PROBLEM DETAILS
Each line of the material below should be reproduced exactly.

--- --- ---

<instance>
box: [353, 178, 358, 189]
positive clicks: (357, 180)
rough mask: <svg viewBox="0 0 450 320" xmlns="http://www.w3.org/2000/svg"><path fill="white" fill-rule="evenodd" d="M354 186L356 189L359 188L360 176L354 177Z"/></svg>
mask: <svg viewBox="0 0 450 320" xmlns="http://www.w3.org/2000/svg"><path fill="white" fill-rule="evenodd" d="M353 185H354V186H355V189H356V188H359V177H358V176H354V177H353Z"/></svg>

--- --- ---

RESPONSE AREA
<instance>
box: [353, 178, 358, 189]
positive clicks: (357, 180)
rough mask: <svg viewBox="0 0 450 320" xmlns="http://www.w3.org/2000/svg"><path fill="white" fill-rule="evenodd" d="M354 186L356 189L359 188L360 176L354 177Z"/></svg>
mask: <svg viewBox="0 0 450 320" xmlns="http://www.w3.org/2000/svg"><path fill="white" fill-rule="evenodd" d="M353 185H354V186H355V189H356V188H359V177H358V176H354V177H353Z"/></svg>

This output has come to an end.